--- Start Data records ---

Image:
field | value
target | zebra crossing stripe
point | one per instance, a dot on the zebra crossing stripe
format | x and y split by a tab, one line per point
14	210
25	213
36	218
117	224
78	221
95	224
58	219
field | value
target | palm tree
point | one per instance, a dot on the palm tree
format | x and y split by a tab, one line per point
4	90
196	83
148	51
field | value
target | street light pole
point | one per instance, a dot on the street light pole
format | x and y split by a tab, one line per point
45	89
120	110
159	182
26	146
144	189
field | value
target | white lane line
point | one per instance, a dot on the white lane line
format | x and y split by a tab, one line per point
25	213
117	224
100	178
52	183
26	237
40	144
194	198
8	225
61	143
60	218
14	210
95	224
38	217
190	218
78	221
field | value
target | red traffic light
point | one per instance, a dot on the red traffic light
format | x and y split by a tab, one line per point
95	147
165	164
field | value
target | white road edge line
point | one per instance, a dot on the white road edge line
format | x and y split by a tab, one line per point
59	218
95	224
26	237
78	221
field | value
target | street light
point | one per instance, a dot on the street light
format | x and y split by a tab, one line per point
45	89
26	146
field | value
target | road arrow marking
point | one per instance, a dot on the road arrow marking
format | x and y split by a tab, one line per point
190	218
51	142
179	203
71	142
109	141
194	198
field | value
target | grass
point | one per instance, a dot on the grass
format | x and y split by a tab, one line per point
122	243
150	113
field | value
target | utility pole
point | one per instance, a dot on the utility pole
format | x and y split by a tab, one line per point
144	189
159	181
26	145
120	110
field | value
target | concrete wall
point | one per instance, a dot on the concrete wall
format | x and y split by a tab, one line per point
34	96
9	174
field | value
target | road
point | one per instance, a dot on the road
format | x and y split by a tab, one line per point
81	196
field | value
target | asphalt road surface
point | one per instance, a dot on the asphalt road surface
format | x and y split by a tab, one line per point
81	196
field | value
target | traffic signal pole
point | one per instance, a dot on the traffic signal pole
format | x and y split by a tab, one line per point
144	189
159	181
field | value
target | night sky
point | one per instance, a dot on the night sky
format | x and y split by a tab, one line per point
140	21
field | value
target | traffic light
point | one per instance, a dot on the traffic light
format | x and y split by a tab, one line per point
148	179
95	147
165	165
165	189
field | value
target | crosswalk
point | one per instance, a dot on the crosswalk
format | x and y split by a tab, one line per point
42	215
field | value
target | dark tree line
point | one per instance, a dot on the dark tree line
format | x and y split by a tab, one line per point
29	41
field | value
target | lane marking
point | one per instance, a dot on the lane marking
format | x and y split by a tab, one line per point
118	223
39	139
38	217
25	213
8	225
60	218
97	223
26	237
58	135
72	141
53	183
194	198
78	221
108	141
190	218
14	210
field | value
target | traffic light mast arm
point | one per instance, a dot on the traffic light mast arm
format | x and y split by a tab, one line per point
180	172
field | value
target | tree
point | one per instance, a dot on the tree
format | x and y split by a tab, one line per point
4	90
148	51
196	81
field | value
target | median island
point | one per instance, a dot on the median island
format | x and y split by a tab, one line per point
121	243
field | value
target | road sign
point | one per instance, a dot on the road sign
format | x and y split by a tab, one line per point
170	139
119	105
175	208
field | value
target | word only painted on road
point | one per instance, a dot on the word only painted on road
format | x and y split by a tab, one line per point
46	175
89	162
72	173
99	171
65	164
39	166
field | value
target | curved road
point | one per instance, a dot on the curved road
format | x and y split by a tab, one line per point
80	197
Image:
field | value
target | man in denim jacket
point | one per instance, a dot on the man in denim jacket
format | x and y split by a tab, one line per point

--- End Data records ---

Work to be completed
Give a word-for-word copy of the records.

Response below
Image:
field | value
target | zebra crossing stripe
point | one per instance, a dot on the zebra crossing stripe
format | x and y split by a tab, one line per point
14	210
25	213
36	218
117	224
78	221
95	224
58	219
field | value
target | palm tree
point | one per instance, a dot on the palm tree
format | x and y split by a tab, one line per point
4	90
196	83
148	51
field | value
target | street light pole
point | one per instance, a dot on the street light pole
format | x and y split by a tab, one line per point
45	89
120	110
159	182
26	146
144	189
field | value
target | white lane line
point | one per instance, a dot on the white lane line
format | x and y split by a tab, one line per point
25	213
117	224
100	178
52	183
26	237
40	144
194	198
8	225
61	143
60	218
14	210
95	224
38	217
190	218
78	221
field | value
target | red traffic light
point | one per instance, a dot on the red traffic light
format | x and y split by a tab, one line per point
95	147
165	164
field | value
target | white road edge line
point | one per instance, a dot on the white road edge line
format | x and y split by a tab, one line per point
59	218
95	224
26	237
78	221
field | value
target | street light
point | one per instance, a dot on the street light
format | x and y split by a tab, one line per point
45	89
26	146
field | value
target | road arrow marking
point | one per instance, a dot on the road arrow marking
format | x and y split by a tab, one line per point
190	218
51	142
179	203
71	142
109	141
194	198
field | value
target | grass
point | one per instance, a dot on the grass
format | x and y split by a tab, one line per point
122	243
150	113
field | value
target | utility pole
point | one per instance, a dot on the utility pole
format | x and y split by a tab, one line per point
144	189
159	181
26	145
120	110
field | value
target | concrete wall
point | one per instance, a dot on the concrete wall
format | x and y split by a tab, one line per point
34	96
9	174
field | value
target | road
point | one per instance, a dot on the road
format | x and y split by a tab, one line per point
81	196
field | value
target | asphalt road surface
point | one per instance, a dot on the asphalt road surface
format | x and y split by a tab, one line per point
81	196
field | value
target | traffic signal pole
point | one per instance, a dot on the traffic signal pole
format | x and y split by a tab, one line per point
144	189
159	181
field | value
target | night sky
point | one per instance, a dot on the night sky
format | x and y split by a tab, one line per point
140	21
field | value
target | traffic light
point | one per instance, a dot on the traffic light
format | x and y split by a tab, one line per point
148	179
95	147
165	165
165	189
field | value
target | crosswalk
point | one per instance, a dot on the crosswalk
format | x and y split by a tab, one line per point
42	215
field | value
target | dark tree line
point | one per instance, a dot on the dark tree line
format | x and y split by a tab, one line per point
29	41
field | value
target | lane marking
point | one per instance, a dot on the lane marking
format | x and y split by a tab, one line per point
118	223
39	139
38	217
25	213
8	225
60	218
97	223
26	237
58	135
72	141
53	183
194	198
78	221
108	141
190	218
14	210
field | value
target | traffic light mast arm
point | one per instance, a dot on the traffic light mast arm
format | x and y split by a tab, one line per point
180	172
field | value
target | tree
point | one per instance, a dot on the tree
format | x and y split by a tab, one line per point
4	90
148	51
196	81
field | value
target | median island
point | one per instance, a dot on the median island
format | x and y split by a tab, one line per point
121	243
field | value
target | road sign
point | one per instance, a dot on the road sign
format | x and y split by a tab, one line per point
170	139
119	105
175	208
field | value
target | word only painted on road
point | one per instance, a dot on the word only painted on road
format | x and y split by a tab, one line per point
46	175
89	162
72	173
99	171
65	164
39	166
field | value
target | curved road
point | one per instance, a dot on the curved road
format | x and y split by a tab, one line per point
80	197
Image:
field | value
target | man in denim jacket
point | one per instance, a dot on the man in denim jacket
format | x and y split by a tab, one line per point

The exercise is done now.